Bloque de texto:
──────

Cuando un niño carece de una
familia afectuosa y protectora, que le entregue confianza en el mundo y en sus
propias habilidades para habitar en él, se ve expuesto a perder la oportunidad
de desarrollarse en todo su potencial; algo en él se daña y requiere ser
reparado.
No es fácil hablar de
“reparación” cuando nos referimos a un ser humano con toda su complejidad
psicológica, porque entendemos que no basta con poner las piezas como estaban
para que vuelva a ser como era. Si hay un daño, ya nunca volverá a ser el
mismo.
Entonces, si la carencia está
presente en su vida y no podemos borrarla ¿qué debemos hacer con ella? No tiene
que desanimarnos la imposibilidad de cambiar su pasado, sino centrarnos en
entender lo que está viviendo y sus necesidades actuales. Eso guiará su proceso
de reparación en el que podremos participar, particularmente si tenemos el
privilegio de ser sus padres.
Los niños expuestos a
condiciones adversas y de amenaza por maltrato o abandono, por institucionalización
prolongada o falta de una figura estable, requieren de todos a su alrededor
para recuperar la confianza en sí mismo y en los demás. La tarea comienza desde
que es separado de su familia de origen, pero no termina cuando se integra a su
familia adoptiva, sino que serán los nuevos padres los principales tutores de
su recuperación.
Lo que un niño en estas
circunstancias ha perdido es la confianza, y requiere que se le ofrezcan
condiciones de seguridad en base a un vínculo estable y predecible, en el que
prime el afecto incondicional y la fe en él.

──────

Material:
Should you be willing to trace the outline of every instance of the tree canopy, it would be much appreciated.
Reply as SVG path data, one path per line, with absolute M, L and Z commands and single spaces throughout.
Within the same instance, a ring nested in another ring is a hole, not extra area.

──────

Tareas propuestas:
1. ¿Podría reproducir, del texto sobre la reparación del niño, el pasaje que empieza en "Entonces, si la" y termina en "ser sus padres."?
2. ¿Cómo resumiría en dos oraciones el texto sobre la reparación del niño?
3. ¿Cómo quedaría en forma de lista, con sus datos principales, el párrafo del texto sobre la reparación del niño que comienza con "Los niños expuestos a"?
Use solo el texto y no el listado.

Soluciones en orden:
1.
Entonces, si la carencia está
presente en su vida y no podemos borrarla ¿qué debemos hacer con ella? No tiene
que desanimarnos la imposibilidad de cambiar su pasado, sino centrarnos en
entender lo que está viviendo y sus necesidades actuales. Eso guiará su proceso
de reparación en el que podremos participar, particularmente si tenemos el
privilegio de ser sus padres.

2. Un niño que carece de una familia afectuosa y protectora puede perder la oportunidad de desarrollarse en todo su potencial y sufrir un daño que requiere reparación, aunque ya nunca volverá a ser el mismo. Como su pasado no puede cambiarse, hay que entender sus necesidades actuales y ofrecerle un vínculo estable y predecible, con afecto incondicional, para que recupere la confianza, y en esa tarea los padres adoptivos son los principales tutores de su recuperación.

3.
- Los niños expuestos a maltrato o abandono, a una institucionalización prolongada o a la falta de una figura estable necesitan de todos a su alrededor para recuperar la confianza en sí mismos y en los demás.
- La tarea comienza cuando el niño es separado de su familia de origen.
- No termina cuando se integra a su familia adoptiva, porque los nuevos padres son los principales tutores de su recuperación.